── Vorliegender Text ──

"Es erfüllt mich mit Stolz, hier als Außenminister des vielleicht einzigen Landes in der Welt zu stehen, in dem ein Adoptivbürger die Tätigkeit und die Verantwortung übernehmen kann, die ich ausüben durfte."
Unverkennbar: Henry Kissinger. Der Adoptivbürger war hörbar bewegt, als er im Dezember 1975 im Stadttheater Fürth anlässlich der Überreichung der goldenen Bürgermedaille an ihn das Wort ergriff. Bis heute ist er seiner Heimatstadt und dem städtischen Fußballclub verbunden geblieben. Es wird ihn im Jahr seines 90. Geburtstags nicht amüsieren, dass die Spielvereinigung Greuther Fürth aus der 1. Bundesliga absteigt.
Heinz Alfred Kissinger kam am 27. Mai 1923 als Sohn des am Fürther Mädchenlyzeum unterrichtenden Oberlehrers Louis Kissinger und seiner Frau Paula zur Welt. Paula war es, die im August 1938 die Flucht für die Familie in die USA organisierte. Gerade noch rechtzeitig – elf Verwandte der Kissingers wurden von den Nazis ermordet. Die Kindheits- und Jugendjahre im braunen Fürth hätten ihm vor allem, so Kissinger,
"gezeigt, wie wichtig die Freiheit ist. Wenn meine linksgerichteten Kollegen in Harvard tobten über den Faschismus in Amerika, konnte ich innerlich nur lachen. Ich lebte unter dem Faschismus."
Nach seiner Einbürgerung in die USA 1943 und seiner Dienstzeit in der Army beginnt seine beispiellose Karriere. Das Studium in Harvard schließt er mit einer brillanten Dissertation über die Neuordnung Europas nach den napoleonischen Kriegen ab. 1969 zunächst nationaler Sicherheitsberater Richard Nixons, wird er am 23. September 1973 als Außenminister vereidigt.

───
── Einträge ──

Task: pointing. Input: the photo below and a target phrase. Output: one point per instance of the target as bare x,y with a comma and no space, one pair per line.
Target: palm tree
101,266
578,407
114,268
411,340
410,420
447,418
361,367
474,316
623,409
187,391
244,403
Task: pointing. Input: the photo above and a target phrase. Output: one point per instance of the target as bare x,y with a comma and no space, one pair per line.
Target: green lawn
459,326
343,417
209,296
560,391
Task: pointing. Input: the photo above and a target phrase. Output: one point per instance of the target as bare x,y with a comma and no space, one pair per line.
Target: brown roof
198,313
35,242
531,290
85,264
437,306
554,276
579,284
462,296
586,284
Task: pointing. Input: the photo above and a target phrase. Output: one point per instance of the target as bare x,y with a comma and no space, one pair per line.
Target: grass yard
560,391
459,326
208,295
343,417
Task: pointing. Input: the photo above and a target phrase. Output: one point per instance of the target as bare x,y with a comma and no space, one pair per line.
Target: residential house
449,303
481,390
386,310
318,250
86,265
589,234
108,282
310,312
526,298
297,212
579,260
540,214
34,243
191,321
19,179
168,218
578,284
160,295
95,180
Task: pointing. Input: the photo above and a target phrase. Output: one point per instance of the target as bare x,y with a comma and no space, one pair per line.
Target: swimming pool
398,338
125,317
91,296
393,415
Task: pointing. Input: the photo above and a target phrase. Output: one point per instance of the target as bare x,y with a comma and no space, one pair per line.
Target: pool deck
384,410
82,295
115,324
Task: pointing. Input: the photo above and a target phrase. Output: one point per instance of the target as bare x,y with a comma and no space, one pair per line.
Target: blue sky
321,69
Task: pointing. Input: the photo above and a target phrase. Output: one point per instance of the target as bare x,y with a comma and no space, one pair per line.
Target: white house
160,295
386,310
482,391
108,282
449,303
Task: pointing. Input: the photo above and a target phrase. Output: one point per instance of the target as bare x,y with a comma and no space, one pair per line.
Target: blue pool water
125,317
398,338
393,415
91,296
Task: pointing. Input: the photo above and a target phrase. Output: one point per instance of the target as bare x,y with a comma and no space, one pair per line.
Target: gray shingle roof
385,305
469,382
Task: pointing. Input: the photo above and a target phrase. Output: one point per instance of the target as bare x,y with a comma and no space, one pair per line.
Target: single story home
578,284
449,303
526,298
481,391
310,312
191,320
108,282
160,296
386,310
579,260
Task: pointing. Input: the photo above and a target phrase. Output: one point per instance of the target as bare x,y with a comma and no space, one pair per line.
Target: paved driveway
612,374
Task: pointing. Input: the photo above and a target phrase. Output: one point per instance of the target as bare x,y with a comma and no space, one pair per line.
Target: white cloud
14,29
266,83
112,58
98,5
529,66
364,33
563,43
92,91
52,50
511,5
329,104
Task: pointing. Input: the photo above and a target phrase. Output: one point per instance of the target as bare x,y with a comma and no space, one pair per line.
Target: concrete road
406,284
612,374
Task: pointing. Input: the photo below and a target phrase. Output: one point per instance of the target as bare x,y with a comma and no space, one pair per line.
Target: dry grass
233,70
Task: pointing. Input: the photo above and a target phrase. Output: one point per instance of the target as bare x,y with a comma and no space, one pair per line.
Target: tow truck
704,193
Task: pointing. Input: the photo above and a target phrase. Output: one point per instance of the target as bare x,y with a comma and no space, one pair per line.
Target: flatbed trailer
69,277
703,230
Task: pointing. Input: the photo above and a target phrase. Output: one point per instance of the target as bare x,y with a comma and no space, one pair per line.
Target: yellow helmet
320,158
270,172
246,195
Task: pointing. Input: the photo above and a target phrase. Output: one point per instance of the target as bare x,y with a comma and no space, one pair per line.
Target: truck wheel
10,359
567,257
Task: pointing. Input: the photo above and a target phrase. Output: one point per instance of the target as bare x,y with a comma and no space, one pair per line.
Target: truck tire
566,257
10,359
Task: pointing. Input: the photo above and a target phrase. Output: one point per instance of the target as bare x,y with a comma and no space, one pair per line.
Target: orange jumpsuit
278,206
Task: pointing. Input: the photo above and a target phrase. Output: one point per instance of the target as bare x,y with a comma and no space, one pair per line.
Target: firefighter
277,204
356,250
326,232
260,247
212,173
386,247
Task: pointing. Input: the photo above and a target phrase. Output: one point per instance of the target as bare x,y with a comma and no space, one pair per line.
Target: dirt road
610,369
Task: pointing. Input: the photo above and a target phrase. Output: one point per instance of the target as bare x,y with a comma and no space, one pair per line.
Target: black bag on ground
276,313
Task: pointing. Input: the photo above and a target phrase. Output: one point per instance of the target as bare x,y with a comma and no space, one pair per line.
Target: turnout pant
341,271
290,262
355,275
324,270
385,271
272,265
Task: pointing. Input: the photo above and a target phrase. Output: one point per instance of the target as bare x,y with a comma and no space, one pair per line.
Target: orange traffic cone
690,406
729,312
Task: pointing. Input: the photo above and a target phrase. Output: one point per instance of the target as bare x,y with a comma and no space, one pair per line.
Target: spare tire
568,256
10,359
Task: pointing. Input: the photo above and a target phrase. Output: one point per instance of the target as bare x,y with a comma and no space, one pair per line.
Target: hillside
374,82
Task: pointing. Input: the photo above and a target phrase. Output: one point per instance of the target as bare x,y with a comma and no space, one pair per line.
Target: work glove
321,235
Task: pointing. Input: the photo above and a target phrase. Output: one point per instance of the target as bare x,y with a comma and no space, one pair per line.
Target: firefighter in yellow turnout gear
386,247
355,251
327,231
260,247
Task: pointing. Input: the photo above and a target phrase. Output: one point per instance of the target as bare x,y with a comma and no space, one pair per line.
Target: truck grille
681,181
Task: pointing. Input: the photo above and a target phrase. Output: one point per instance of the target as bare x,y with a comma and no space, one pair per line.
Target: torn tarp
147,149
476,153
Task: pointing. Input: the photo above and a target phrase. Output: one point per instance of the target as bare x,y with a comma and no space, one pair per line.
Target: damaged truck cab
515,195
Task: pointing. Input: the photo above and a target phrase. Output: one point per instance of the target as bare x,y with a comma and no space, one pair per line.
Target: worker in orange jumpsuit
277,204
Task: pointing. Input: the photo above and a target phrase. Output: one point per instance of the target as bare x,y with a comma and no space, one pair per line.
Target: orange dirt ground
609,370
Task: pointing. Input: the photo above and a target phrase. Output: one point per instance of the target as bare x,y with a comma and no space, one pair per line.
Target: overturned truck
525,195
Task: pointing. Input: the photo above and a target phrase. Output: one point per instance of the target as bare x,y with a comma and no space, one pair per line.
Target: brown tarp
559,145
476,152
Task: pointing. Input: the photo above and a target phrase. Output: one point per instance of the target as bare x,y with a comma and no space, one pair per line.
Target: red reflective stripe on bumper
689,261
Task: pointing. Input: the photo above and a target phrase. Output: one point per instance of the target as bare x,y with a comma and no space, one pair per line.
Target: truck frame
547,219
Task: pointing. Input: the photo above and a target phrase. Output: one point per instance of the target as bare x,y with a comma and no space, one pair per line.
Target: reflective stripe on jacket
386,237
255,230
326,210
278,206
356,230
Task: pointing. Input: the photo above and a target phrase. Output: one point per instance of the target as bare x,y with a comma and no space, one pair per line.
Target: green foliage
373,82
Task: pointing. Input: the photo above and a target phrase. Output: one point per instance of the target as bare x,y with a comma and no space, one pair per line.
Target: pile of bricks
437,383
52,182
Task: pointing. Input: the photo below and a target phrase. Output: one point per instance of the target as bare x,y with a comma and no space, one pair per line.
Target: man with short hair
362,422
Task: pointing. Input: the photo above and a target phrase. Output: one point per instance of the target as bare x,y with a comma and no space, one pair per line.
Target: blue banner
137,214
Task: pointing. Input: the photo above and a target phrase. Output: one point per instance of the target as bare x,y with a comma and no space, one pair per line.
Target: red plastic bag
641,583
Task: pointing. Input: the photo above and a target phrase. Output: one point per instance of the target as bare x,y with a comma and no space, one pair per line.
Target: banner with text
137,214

───

→ **Die Aufgabe**: Führe den Text über Henry Kissinger im Anschluss an seinen letzten Satz weiter.

→ **Endergebnis**:
Ein scharfer Analytiker, ganz orientiert an dem, was er unter Realpolitik versteht, ein Anhänger der Mäßigung und des Ausgleichs. Auf der Grundlage dieser Prinzipien entwickelt er sich zum Meister der Geheimdiplomatie. Ihm gelingt unter anderem und trotz aller ideologischen Gegensätze die Öffnung der USA gegenüber China. Er leitet den amerikanisch-sowjetischen Abrüstungsprozess ein, der letztlich auch die Entspannungspolitik und die Ostpolitik Willy Brandts ermöglicht. Gewohnt nüchtern konstatiert er in seiner Abschiedsrede als Außenminister im Januar 1977:
"Heute stehen wir zum ersten Mal in unserer Geschichte vor der Tatsache, dass die Herausforderung unbegrenzt ist. Wir müssen lernen, Außenpolitik zu betreiben in dem Bewusstsein der nötigen Selbsterhaltung. Und in der Erkenntnis, dass die Reichweite unserer nationalen Zielsetzung ihre Grenzen hat. Das ist für Amerika eine neue Erfahrung. Sie löst Heimweh nach einer einfachen Vergangenheit aus."
Kissinger und die von ihm praktizierte Außenpolitik bildeten indessen auch einen Teil dieser "einfachen Vergangenheit". Sie hatte ihr brutales Gesicht während des Kalten Krieges vor allem im heißen Krieg in Vietnam gezeigt.
"Ich weigere mich einfach anzuerkennen, dass eine kleine, viertklassige Macht wie Nordvietnam keinen "Breaking point" hat."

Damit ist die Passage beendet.